◆ Extract to read ◆
I have not had this situation personally but there are some standard "laws of addiction." Usually a video gaming addict will not stop until they are ready to. They have to really desire it because it is usually not easy to stop if they have been playing a video game for years. Sometimes the non-gaming partner or spouse will simply have their internet shut down, or change it to dial up, or give ultimatums (and then have to leave if the ultimatum isn't met, if that is what they threatened), etc.

But you are a young dependent mother (I think) and I think it would be irresponsible to suggest those actions to you. You have been with him since you were 15 years old; is he about the same age as you are? If you had very supportive parents you could possibly give him the ultimatum and take the kids to your folks if he didn't stop but I don't think that you would want to do that, and hey- he's going on a training mission anyway. "Nagging" doesn't seem to work with video game addicts. It really seems like they need to decide to quit. No one else can get them to stop.

◆ Exercise details ◆
From the passage on video game addiction, extract the wording starting with "But you are" and going on through "them to stop.".

◆ Excerpts from a segmentation dataset ◆
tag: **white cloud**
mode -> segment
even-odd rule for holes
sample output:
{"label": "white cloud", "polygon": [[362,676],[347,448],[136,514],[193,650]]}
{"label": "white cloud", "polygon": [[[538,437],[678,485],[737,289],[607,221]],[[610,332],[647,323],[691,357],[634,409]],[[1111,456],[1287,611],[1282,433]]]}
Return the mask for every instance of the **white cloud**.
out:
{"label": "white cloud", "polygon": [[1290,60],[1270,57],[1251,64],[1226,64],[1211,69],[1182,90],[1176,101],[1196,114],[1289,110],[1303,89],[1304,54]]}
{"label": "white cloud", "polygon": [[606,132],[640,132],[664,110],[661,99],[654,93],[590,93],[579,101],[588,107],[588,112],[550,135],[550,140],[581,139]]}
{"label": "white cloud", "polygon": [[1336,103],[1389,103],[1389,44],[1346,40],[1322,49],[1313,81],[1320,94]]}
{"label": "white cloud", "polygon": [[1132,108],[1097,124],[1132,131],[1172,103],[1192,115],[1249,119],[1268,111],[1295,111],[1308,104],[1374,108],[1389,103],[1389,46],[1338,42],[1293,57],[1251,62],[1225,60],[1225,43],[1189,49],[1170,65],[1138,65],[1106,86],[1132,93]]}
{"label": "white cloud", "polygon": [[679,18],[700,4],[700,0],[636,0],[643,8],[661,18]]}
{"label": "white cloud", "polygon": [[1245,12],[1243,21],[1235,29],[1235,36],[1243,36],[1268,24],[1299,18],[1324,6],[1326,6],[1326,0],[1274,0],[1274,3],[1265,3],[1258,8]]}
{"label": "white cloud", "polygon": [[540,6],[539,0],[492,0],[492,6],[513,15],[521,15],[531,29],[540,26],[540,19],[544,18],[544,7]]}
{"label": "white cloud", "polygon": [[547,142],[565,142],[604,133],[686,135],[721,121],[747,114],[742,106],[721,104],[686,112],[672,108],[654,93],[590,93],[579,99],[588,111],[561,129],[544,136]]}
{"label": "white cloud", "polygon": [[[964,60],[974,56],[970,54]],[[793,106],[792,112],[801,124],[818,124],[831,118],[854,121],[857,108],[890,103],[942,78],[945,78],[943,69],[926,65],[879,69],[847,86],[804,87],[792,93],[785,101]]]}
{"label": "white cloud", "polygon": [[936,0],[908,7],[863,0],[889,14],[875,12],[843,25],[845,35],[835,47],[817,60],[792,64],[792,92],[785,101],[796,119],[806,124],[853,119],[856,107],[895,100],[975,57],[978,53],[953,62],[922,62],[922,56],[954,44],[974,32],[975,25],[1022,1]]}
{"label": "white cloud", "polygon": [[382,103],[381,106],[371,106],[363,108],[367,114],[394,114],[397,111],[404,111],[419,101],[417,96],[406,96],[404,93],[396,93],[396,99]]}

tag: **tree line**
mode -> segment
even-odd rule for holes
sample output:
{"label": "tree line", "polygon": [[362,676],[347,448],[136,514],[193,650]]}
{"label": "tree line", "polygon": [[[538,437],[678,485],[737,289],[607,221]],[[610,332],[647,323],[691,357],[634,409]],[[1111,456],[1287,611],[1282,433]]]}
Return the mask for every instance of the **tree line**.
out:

◆ Exercise output ◆
But you are a young dependent mother (I think) and I think it would be irresponsible to suggest those actions to you. You have been with him since you were 15 years old; is he about the same age as you are? If you had very supportive parents you could possibly give him the ultimatum and take the kids to your folks if he didn't stop but I don't think that you would want to do that, and hey- he's going on a training mission anyway. "Nagging" doesn't seem to work with video game addicts. It really seems like they need to decide to quit. No one else can get them to stop.